## What the task asks
Continue the passage on mirror-image folding in the EarthCARE radar, starting after its final sentence.
## Begin Source passage
EC will adopt substantially higher PRFs than CloudSat, with interlaced low- and high-PRF modes in order to optimize the Doppler performance (Tomiyama et al., 2020). Because of the change of altitude of the satellite along the orbit, round-trip time will also change along the orbit, and these changes may exceed the PRI. This requires us to design the radar timing via variable PRF so that the radar echo window remains centred within the troposphere. Here to study the effect we only analyse two situations with the satellite always flying at the same orbit (405 km):

1. a “low-PRF mode” with a PRF of 6.255 kHz (r_u=24 km), a folding interval from 21.6 and −2.4 km, and a sampling window between 20 and −1 km; and

2. a “high-PRF mode” with a PRF of 7.35 kHz (r_u=20.4 km), a folding interval from 17.5 and −2.9 km folding, and a sampling window between 16 and −1 km.

Figure 4 Example of how the mirror image is expected to fold for the low-PRF mode (a) and high-PRF mode (b) for the EarthCARE CPR in correspondence with the same CloudSat profile illustrated in Fig. 2b. The dot-dashed black lines delimit the folding ranges; the shaded grey region covers the EarthCARE sampling window for the two modes.

The same CloudSat profile illustrated in Fig. 2 will fold as depicted in Fig. 4 for these two modes. We can clearly distinguish two situations.

1. The mirror image is folded back into a region with no cloud (as detected by CloudSat). This will originate additional fake cloud cover; this is the case for the low-PRF mode (Fig. 4a).

2. The mirror image is folded back into a region where there is already a cloud; this is the case for the high-PRF mode (Fig. 4b) where part of the second-trip echo overlaps with the first-trip echo. In this case, the mirror image will both slightly extend the cloud cover above the real cloud top and modify the value of the real cloud reflectivity but only if the signal-to-mirror ratio (SMR) is small (e.g. if SMR=0 dB like at 11.3 km, it will double the signal).

In both cases the situation looks much more ambiguous than the second-trip echo generated by CloudSat, and it will require much more effort to be properly identified.
## End Source passage
## Begin Data listing
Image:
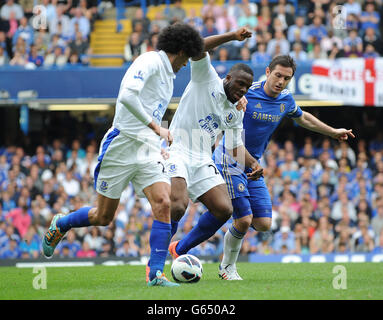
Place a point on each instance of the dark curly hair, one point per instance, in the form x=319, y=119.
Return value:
x=180, y=36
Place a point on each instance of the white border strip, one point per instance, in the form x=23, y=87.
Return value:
x=54, y=264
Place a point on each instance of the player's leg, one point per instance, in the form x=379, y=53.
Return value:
x=179, y=200
x=158, y=195
x=242, y=218
x=101, y=215
x=219, y=207
x=261, y=205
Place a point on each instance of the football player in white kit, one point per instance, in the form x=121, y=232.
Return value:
x=130, y=150
x=207, y=107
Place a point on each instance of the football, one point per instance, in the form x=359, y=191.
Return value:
x=187, y=268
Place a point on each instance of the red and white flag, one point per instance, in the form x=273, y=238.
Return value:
x=352, y=81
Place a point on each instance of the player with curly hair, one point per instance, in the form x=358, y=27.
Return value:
x=130, y=150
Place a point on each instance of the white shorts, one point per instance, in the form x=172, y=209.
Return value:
x=200, y=177
x=122, y=160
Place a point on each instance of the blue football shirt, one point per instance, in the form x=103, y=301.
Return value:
x=263, y=115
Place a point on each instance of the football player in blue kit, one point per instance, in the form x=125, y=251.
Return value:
x=268, y=103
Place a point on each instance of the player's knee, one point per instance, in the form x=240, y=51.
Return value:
x=223, y=211
x=262, y=225
x=161, y=205
x=243, y=224
x=104, y=219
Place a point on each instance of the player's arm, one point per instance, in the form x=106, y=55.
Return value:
x=129, y=98
x=217, y=40
x=310, y=122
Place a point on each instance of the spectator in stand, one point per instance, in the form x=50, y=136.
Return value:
x=20, y=218
x=4, y=60
x=245, y=54
x=9, y=7
x=159, y=22
x=140, y=18
x=260, y=57
x=284, y=237
x=56, y=58
x=353, y=7
x=370, y=37
x=377, y=221
x=342, y=241
x=233, y=9
x=79, y=45
x=211, y=9
x=62, y=20
x=369, y=18
x=35, y=58
x=327, y=43
x=134, y=47
x=209, y=28
x=278, y=40
x=24, y=31
x=298, y=32
x=298, y=54
x=286, y=18
x=247, y=19
x=316, y=31
x=175, y=13
x=82, y=22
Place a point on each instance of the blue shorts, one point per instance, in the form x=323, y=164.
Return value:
x=248, y=196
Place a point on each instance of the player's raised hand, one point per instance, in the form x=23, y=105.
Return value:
x=256, y=173
x=242, y=34
x=242, y=103
x=343, y=134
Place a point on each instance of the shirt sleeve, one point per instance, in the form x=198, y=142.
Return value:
x=202, y=70
x=294, y=111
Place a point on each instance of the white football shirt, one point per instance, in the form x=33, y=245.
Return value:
x=203, y=112
x=151, y=75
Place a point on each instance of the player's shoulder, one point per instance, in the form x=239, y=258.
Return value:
x=256, y=85
x=149, y=59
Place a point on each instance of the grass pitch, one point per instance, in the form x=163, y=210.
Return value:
x=265, y=281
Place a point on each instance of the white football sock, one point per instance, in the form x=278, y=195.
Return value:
x=231, y=246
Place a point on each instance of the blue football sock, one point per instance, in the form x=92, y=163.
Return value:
x=206, y=227
x=174, y=228
x=159, y=243
x=74, y=219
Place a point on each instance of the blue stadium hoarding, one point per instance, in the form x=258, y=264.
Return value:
x=103, y=83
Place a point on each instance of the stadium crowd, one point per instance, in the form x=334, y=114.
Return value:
x=326, y=196
x=315, y=29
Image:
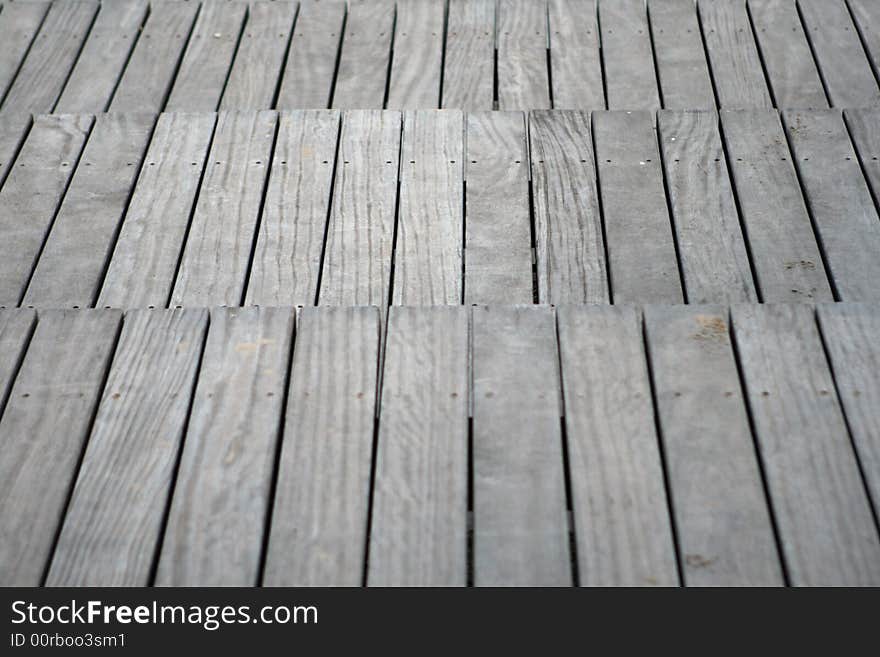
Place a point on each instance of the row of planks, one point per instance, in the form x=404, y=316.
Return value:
x=506, y=445
x=81, y=56
x=437, y=207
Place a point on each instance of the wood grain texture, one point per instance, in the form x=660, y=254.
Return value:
x=144, y=263
x=77, y=250
x=498, y=251
x=640, y=241
x=418, y=532
x=44, y=430
x=214, y=533
x=318, y=533
x=116, y=513
x=216, y=258
x=844, y=215
x=621, y=515
x=521, y=533
x=787, y=262
x=287, y=258
x=430, y=224
x=569, y=248
x=826, y=526
x=714, y=261
x=31, y=196
x=722, y=519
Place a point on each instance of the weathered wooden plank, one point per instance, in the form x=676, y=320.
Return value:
x=569, y=248
x=521, y=43
x=215, y=261
x=43, y=432
x=103, y=58
x=319, y=520
x=214, y=534
x=428, y=258
x=640, y=242
x=521, y=533
x=469, y=66
x=575, y=62
x=307, y=81
x=626, y=51
x=287, y=258
x=723, y=523
x=498, y=252
x=621, y=515
x=418, y=55
x=844, y=215
x=144, y=263
x=150, y=72
x=32, y=194
x=256, y=73
x=733, y=54
x=845, y=69
x=714, y=261
x=208, y=59
x=115, y=516
x=787, y=262
x=360, y=232
x=77, y=250
x=792, y=73
x=825, y=522
x=52, y=54
x=419, y=521
x=366, y=51
x=682, y=70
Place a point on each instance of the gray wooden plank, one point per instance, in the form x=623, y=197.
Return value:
x=32, y=193
x=77, y=250
x=150, y=72
x=714, y=260
x=215, y=260
x=287, y=257
x=843, y=212
x=640, y=241
x=51, y=56
x=208, y=59
x=723, y=523
x=845, y=69
x=360, y=231
x=256, y=73
x=44, y=431
x=307, y=81
x=682, y=69
x=575, y=61
x=521, y=46
x=366, y=50
x=214, y=533
x=469, y=65
x=103, y=58
x=785, y=51
x=319, y=520
x=630, y=80
x=786, y=258
x=116, y=512
x=621, y=514
x=418, y=534
x=521, y=533
x=569, y=248
x=418, y=55
x=430, y=226
x=498, y=251
x=144, y=263
x=825, y=522
x=733, y=54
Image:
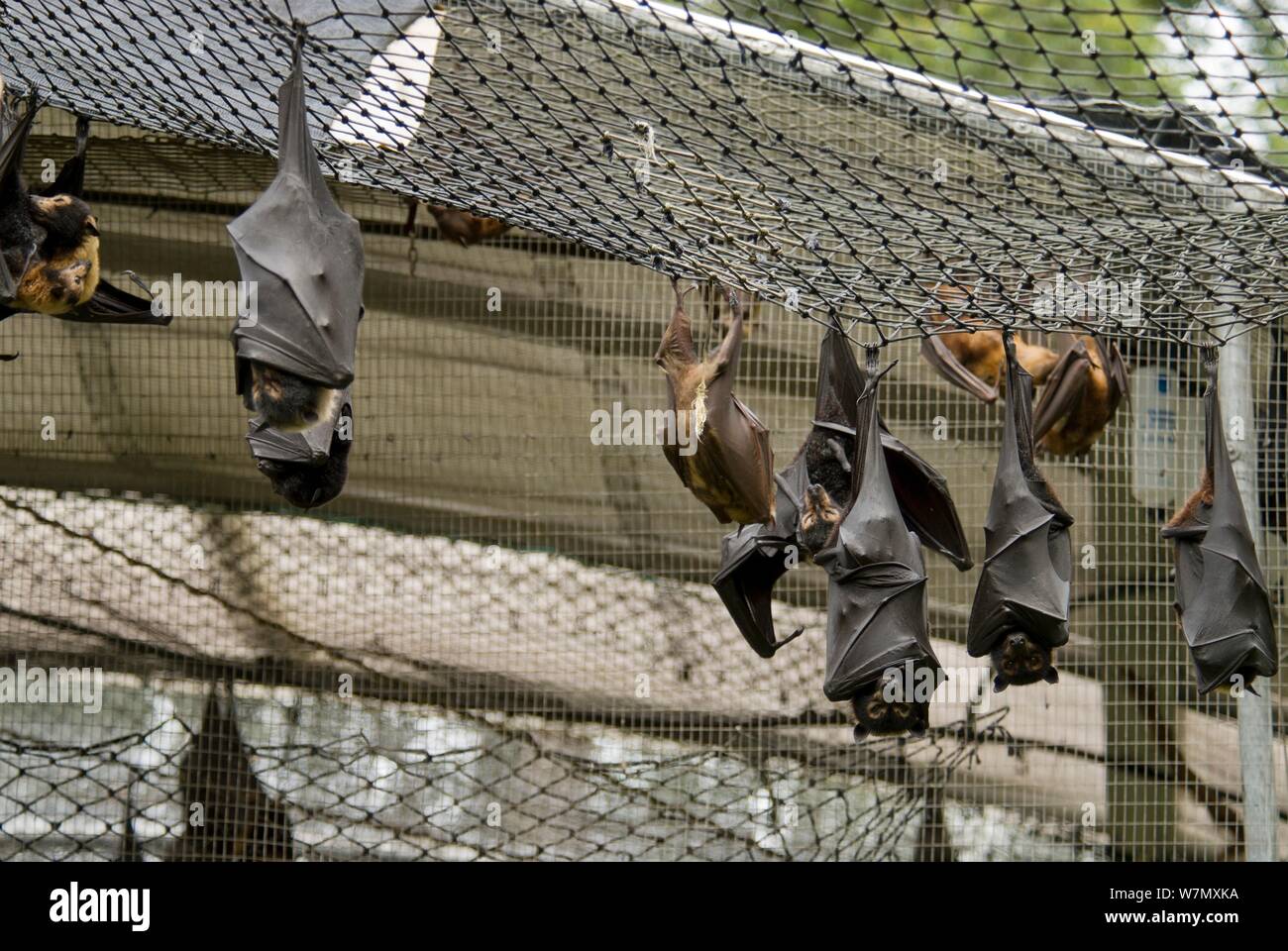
## End Data listing
## Solved problem
3 Multiple scattering tails and their simulation

In the presence of deep convection, MS can be so strong that it can generate returns from ranges well below the surface by producing long tails, a phenomenon known as pulse stretching (Hogan and Battaglia, 2008). The typical profiles in such conditions tend to peak close to 20 dBZ at very high altitudes (>10 km) and then have reflectivities decreasing towards the ground. Very often the surface return peaks corresponding to the surface tend to disappear. A case study is shown in Fig. 5 for a deep convective system that occurred on 11 January 2008 over the Indian Ocean and north of Western Australia. The system reaches above 17 km in height; the convective core, where very strong MS clearly occurs, extends for almost 25 km along track from −15.2 to −14.95^∘. In that region, when focusing on surface ranges, the surface peak always disappears, while the reflectivity signal goes below the minimum detectable level only on the right flank, and it maintains values as high as −6 dBZ in the centre of the core.

Figure 5 Example of second-trip echoes, visible between 22 and 25 km, generated by MS tails in CloudSat reflectivity vertical profile observations of a deep convective system. The satellite is moving southward from Indonesia towards Australia over the Indian Ocean.

The slopes of all the reflectivity profiles in the core present very low values and tend to become smaller when getting closer to the surface where they can reach values lower than 1 dB km⁻¹. This is clearly incompatible with single scattering which predicts such low values already in correspondence with rainfall rates of 0.6 mm h⁻¹ (Matrosov et al., 2008).

In a very crude approximation, we have extrapolated the MS tail by using an interpolation of the decreasing part of the measured reflectivity profile (excluding the surface peak, if present) by an exponential function of the form:

$$\begin{array}{}\text{(3)}& Z_{\text{fit}}\left(z\right)=A+B\exp \left(Cz\right),\end{array}$$

with A, B and C as fitting parameters; however, we have altered this function to a line with slope of 1.5 dB km⁻¹ once the slope of the exponential function surpasses this limit. An example of the fitting procedure is demonstrated in Fig. 6 where we have used the reflectivity profile corresponding to the black line shown in Fig. 5, acquired by the CloudSat radar circa 250 km from the Dampier Peninsula in Western Australia. The CloudSat reflectivity measurement, plotted with diamonds, clearly indicates the presence of second-trip echoes with reflectivity values between −27.6 and −21 dBZ between 22 and 25 km. These are well explained if the extrapolated MS tail (dashed black line) is folded back according to the CloudSat satellite height and PRF (blue line). The effect is the generation of a fake cloud, the reflectivity of which remains marginally above the CloudSat minimum sensitivity threshold.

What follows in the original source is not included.